Tuttavia, per lunghi secoli il dolce è stato difficile da ottenere. Lungo un arco di tempo quasi infinito, dalla preistoria al Medioevo, la voglia di dolce è stata soddisfatta soltanto dal lavoro delle api. Lo zucchero è stato introdotto in Europa in epoca moderna dagli arabi, e poi esportato dagli europei in America. Scrive Massimo Montanari, il più importante storico italiano dell’alimentazione (Il riposo della polpetta e altre storie attorno al cibo, 2009): «Fu un trionfo: la cucina del tardo Medioevo, del Rinascimento, dell’Età barocca, è letteralmente un profluvio di zucchero, utilizzato in ogni piatto, in ogni preparazione, in ogni portata». È accaduto un po’ come succede per noi oggi con il sale, che mettiamo dappertutto, anche nei dolci; e come già accadde con lo zucchero, anche attorno al sale si sta alzando una barriera di pregiudizi negativi. La società contemporanea, invasa dallo zucchero, gli ha costruito attorno un’immagine negativa che sarebbe stata incomprensibile fino a pochi decenni fa. Venezia ha tratto anche dallo zucchero la ricchezza che l’ha fatta assurgere a potenza commerciale e quindi politico-militare. La canna da zucchero veniva coltivata nelle grandi isole mediterranee e due di queste, Creta e Cipro, per alcuni secoli hanno fatto parte dei dominî della Serenissima. In ogni caso è necessario sottolineare che fino al Seicento dolce e salato non erano due sapori distinti, si mescolavano, e tutti gli alimenti assumevano una nota agrodolce che oggi a noi appare estraneo e sopravvive soltanto in alcune preparazioni regionali (ad esempio, nelle sarde a beccafico in Sicilia, nel saor con uvetta e pinoli a Venezia). Il dolce non era confinato in un’area del menù, come oggi, ma attraversava l’intero pasto. Bartolomeo Sacchi, detto il Platina, autore del primo ricettario a stampa della storia (1475), infatti scrive: «Non c’è vivanda che rifiuti lo zucchero». Attorno al 1570 in De l’insalata Costanzo Felici afferma: «Il zuccaro non guasta mai minestra». Ogni piatto doveva contenere tutti i sapori, perché ognuno di questi è valorizzato dai suoi contrari, un principio oggi ancor valido nella cucina cinese o indiana. Dal Seicento, invece, il prevalere della cucina francese su quella italiana fa sì che i sapori si separino: il dessert reclama per sé tutto il dolce, sottraendolo al resto del pasto.

####################

→ ESERCIZI DA SVOLGERE:
1. Nel brano sulla storia del dolce, in che anno è uscito il primo ricettario a stampa della storia, scritto da Bartolomeo Sacchi detto il Platina?
2. Prosegui il brano sulla storia del dolce a partire dalla frase che lo chiude.
Le voci riportate qui non servono per svolgere gli esercizi.

→ DATI ESTRATTI:

####################

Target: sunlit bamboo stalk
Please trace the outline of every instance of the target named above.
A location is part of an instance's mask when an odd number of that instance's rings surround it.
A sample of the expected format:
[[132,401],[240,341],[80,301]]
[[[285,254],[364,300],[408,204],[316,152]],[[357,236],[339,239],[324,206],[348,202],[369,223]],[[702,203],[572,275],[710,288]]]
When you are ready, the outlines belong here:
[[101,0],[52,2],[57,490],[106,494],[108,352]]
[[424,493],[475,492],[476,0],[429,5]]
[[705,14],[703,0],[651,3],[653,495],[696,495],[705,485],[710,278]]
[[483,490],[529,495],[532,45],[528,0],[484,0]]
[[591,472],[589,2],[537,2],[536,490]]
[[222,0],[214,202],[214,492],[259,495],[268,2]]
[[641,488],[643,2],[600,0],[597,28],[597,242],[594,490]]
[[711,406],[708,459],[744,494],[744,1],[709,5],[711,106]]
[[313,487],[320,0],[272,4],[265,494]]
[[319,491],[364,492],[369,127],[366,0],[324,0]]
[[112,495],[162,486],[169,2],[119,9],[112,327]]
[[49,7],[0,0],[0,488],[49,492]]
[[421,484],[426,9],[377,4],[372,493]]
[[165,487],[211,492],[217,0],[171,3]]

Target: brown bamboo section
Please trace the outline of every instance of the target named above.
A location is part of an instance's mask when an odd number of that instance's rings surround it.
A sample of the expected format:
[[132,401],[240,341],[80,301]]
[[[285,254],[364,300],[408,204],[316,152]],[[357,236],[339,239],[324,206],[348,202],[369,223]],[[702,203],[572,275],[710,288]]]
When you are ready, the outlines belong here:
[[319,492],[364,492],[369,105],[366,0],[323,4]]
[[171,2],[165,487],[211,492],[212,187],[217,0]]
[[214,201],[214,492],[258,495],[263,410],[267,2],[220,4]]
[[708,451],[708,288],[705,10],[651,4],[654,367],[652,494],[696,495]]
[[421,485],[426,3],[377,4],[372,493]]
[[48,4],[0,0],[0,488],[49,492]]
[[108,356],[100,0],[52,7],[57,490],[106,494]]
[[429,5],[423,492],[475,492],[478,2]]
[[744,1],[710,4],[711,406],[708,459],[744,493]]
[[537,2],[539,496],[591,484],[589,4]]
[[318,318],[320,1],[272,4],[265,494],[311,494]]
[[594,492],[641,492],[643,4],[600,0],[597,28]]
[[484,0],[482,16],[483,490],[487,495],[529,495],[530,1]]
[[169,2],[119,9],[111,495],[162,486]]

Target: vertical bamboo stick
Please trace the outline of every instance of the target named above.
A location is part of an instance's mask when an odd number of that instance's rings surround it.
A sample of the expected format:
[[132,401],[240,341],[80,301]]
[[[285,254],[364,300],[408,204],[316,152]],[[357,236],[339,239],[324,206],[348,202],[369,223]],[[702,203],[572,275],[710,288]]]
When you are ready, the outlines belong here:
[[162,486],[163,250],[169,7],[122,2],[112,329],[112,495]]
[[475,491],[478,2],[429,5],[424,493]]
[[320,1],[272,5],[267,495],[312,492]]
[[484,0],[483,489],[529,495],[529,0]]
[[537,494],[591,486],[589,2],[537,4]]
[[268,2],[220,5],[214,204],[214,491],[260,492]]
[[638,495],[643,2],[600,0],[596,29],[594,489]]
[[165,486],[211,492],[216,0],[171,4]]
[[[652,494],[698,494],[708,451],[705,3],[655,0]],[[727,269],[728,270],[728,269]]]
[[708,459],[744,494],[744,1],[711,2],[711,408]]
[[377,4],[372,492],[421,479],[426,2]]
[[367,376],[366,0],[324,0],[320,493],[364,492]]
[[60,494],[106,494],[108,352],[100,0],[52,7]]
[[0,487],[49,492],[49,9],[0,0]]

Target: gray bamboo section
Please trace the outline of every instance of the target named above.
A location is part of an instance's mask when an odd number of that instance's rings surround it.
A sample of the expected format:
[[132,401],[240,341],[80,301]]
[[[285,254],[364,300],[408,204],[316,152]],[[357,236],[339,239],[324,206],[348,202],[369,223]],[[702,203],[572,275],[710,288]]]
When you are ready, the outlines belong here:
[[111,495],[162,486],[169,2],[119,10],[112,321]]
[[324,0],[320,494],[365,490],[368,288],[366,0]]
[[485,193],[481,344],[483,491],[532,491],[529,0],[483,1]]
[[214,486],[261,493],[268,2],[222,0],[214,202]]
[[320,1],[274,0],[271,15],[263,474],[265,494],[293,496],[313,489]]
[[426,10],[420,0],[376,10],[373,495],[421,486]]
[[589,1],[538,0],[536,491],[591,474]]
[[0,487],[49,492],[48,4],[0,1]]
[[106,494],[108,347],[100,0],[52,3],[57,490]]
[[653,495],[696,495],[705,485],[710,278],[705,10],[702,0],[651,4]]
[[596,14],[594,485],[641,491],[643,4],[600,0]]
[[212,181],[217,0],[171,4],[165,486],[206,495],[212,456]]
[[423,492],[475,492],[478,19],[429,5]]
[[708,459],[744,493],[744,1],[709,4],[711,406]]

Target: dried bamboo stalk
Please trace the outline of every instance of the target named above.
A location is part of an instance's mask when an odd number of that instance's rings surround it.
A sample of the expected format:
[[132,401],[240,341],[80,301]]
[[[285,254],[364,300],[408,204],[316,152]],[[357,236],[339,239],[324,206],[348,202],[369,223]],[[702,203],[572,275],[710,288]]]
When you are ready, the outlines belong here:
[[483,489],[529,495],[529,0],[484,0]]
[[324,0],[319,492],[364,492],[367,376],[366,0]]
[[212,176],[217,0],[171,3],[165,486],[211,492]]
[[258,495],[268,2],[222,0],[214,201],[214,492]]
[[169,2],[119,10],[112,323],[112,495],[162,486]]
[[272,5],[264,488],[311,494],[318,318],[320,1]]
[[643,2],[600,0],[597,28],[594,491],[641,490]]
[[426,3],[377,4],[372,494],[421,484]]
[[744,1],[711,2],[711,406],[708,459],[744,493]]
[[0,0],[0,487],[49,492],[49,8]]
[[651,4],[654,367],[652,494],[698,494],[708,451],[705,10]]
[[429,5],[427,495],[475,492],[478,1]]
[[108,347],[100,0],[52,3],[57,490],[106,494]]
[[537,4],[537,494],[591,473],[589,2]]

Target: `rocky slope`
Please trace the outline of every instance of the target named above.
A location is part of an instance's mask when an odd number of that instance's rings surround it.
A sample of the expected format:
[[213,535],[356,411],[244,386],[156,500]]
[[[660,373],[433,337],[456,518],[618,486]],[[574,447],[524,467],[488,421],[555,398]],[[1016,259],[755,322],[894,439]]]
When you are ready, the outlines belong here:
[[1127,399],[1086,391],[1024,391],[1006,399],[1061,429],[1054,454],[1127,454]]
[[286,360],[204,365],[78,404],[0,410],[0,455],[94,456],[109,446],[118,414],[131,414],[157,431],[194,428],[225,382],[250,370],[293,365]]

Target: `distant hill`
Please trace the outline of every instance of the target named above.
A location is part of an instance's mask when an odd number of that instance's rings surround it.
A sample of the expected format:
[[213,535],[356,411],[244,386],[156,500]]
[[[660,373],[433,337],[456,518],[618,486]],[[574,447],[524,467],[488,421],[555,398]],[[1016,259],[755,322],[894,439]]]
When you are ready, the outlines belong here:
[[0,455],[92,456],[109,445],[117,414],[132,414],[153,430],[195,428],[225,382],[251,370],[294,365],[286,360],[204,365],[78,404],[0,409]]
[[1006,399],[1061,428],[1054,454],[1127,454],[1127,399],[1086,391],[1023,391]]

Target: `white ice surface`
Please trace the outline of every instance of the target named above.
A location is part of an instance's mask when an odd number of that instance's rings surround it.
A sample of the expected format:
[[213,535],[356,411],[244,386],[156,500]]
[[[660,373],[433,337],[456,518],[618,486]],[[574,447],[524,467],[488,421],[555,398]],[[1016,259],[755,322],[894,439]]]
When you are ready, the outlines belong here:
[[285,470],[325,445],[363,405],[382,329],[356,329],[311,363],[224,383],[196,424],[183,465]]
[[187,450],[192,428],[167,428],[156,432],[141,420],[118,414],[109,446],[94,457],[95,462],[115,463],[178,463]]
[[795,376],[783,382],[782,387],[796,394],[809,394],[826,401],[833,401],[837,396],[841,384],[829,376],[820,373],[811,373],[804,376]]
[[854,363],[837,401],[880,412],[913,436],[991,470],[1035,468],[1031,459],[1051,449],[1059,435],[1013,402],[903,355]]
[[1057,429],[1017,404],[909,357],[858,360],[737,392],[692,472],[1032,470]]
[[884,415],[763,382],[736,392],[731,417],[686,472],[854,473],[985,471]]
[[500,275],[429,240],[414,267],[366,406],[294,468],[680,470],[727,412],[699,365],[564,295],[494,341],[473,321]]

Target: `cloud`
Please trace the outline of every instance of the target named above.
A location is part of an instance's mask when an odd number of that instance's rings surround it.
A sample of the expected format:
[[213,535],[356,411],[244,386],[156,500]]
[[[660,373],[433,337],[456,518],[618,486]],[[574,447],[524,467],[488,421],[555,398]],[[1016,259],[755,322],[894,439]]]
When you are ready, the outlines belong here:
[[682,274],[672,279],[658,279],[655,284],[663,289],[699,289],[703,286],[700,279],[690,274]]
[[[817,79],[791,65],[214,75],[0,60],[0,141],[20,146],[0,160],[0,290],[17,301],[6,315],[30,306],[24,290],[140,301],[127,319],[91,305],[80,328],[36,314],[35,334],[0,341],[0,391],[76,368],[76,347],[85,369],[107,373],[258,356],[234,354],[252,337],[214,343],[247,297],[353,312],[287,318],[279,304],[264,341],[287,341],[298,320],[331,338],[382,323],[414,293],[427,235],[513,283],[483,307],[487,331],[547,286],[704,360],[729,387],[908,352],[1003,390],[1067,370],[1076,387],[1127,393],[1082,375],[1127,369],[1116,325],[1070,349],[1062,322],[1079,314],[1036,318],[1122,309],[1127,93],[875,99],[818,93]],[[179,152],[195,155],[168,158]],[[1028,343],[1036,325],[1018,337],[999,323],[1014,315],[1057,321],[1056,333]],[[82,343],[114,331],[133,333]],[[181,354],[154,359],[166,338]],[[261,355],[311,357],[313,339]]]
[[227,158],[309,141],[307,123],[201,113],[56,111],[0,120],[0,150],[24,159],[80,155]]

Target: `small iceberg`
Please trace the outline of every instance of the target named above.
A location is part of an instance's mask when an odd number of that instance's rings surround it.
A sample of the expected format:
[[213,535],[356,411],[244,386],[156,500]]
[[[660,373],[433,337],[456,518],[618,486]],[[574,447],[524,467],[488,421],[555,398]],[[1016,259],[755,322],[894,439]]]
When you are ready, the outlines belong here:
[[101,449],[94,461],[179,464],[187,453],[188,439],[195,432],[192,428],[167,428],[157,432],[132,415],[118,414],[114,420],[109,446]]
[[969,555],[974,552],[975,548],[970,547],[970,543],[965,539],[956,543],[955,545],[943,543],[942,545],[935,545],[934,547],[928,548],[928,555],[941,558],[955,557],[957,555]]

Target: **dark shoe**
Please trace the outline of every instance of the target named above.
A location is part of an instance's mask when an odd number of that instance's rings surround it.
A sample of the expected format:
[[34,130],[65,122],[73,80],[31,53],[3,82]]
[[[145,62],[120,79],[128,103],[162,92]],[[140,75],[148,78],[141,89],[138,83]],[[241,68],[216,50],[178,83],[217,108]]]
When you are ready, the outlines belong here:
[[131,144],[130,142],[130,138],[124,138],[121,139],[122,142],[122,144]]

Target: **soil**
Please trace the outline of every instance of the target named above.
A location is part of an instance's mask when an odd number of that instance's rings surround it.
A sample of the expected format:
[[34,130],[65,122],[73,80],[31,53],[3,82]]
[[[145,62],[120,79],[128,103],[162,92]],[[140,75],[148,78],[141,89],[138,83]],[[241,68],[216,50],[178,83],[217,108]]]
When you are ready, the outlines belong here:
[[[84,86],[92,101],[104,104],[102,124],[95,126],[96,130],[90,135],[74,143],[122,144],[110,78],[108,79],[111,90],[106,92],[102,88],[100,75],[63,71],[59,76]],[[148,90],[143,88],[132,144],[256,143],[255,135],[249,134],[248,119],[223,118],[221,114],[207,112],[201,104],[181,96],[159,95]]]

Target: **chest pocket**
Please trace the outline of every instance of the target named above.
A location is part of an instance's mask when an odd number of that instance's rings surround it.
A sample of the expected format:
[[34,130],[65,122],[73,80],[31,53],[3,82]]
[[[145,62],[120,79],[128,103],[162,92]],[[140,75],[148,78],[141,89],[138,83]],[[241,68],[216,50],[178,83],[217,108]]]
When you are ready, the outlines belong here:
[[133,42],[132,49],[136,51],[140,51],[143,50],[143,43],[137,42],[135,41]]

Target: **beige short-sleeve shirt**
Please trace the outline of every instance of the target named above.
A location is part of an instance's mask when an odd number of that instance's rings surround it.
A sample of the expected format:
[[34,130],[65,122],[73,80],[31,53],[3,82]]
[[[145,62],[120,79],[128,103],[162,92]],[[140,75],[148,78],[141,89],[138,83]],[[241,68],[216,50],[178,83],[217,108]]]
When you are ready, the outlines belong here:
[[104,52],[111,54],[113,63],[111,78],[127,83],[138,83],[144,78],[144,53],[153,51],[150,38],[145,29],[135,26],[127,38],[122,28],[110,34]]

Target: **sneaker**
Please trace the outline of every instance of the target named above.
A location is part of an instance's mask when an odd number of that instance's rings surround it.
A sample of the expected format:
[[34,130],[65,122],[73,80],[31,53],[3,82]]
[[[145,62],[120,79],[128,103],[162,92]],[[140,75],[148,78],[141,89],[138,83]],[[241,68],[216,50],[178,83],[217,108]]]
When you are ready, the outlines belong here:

####################

→ SOLUZIONI:
1. Nel 1475.

2.
Il dolce è universalmente apprezzato, mentre l’amaro piace poco, i bambini lo rifiutano e qualcuno sostiene che si tratti di un’atavica difesa contro i veleni che, in genere, si manifestano con un tono amaro. Questo però non vale per gli italiani, che hanno una particolare predisposizione per tale sapore, apprezzato più che in ogni altra parte del mondo: pensiamo al carciofo, alla cicoria, ai cardi o al radicchio, tutti alimenti amari che sono entrati a fare parte stabilmente della dieta italiana. Senza contare il cioccolato amaro, tipicamente italiano (il torinese Guido Gobino lo esporta infatti in Svizzera, dove il cioccolato è invece soltanto al latte). Agli italiani piace molto anche lo zuccherino e proprio nel nostro Paese si è affermata una tradizione sconosciuta altrove, quella del dolce-amaro. Ne sono un esempio i liquori alle erbe, diffusi un po’ ovunque, ma anche il Bitter Campari; poi gli amaretti, e il caffè che gli intenditori bevono amaro.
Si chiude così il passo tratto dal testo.